**EXERCISE BRIEF**
Find each line in the records below that contains the word "plant", and copy it out.

Collection entries
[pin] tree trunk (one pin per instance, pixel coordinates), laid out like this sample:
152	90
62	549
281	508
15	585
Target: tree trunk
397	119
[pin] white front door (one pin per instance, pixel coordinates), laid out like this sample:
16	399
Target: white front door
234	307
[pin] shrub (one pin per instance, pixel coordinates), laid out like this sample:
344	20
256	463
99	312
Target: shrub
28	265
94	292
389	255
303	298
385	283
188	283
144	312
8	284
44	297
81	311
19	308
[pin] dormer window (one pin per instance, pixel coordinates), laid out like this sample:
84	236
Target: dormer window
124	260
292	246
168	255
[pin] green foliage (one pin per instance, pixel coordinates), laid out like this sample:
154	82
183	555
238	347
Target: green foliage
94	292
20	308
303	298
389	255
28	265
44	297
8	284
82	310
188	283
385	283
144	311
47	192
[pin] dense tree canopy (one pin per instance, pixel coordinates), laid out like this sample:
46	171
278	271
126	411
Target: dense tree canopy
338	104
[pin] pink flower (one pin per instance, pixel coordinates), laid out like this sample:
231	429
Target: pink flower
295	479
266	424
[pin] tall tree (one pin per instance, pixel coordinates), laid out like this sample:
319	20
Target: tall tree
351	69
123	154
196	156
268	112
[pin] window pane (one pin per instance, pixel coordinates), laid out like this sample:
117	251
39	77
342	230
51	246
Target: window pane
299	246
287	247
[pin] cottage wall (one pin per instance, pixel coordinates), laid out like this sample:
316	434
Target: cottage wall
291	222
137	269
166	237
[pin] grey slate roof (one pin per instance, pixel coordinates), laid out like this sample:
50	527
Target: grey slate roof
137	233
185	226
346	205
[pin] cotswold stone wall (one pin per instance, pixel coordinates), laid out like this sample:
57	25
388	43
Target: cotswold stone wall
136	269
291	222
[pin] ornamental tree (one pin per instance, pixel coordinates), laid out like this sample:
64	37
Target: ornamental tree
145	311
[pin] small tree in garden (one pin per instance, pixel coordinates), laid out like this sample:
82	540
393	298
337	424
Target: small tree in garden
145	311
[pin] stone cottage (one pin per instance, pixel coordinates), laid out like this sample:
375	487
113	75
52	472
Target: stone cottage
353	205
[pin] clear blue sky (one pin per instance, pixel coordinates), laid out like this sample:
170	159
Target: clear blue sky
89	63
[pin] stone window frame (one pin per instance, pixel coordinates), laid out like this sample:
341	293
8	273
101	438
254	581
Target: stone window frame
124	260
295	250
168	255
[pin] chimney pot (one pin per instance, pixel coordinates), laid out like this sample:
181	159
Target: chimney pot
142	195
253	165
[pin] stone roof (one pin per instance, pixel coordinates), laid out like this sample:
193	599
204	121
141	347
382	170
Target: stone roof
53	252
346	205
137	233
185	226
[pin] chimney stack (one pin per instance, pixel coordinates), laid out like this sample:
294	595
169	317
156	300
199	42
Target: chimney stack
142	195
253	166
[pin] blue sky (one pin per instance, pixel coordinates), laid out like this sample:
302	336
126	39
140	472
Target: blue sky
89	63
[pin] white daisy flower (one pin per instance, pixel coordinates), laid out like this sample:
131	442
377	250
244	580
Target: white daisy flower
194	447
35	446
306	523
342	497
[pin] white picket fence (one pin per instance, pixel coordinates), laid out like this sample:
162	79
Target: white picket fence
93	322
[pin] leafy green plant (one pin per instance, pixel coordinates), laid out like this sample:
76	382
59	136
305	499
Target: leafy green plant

**OUTPUT FOR THIS EXERCISE**
[pin] leafy green plant (one pin per instance, pixel coordinates), laid out like this sample:
Target: leafy green plant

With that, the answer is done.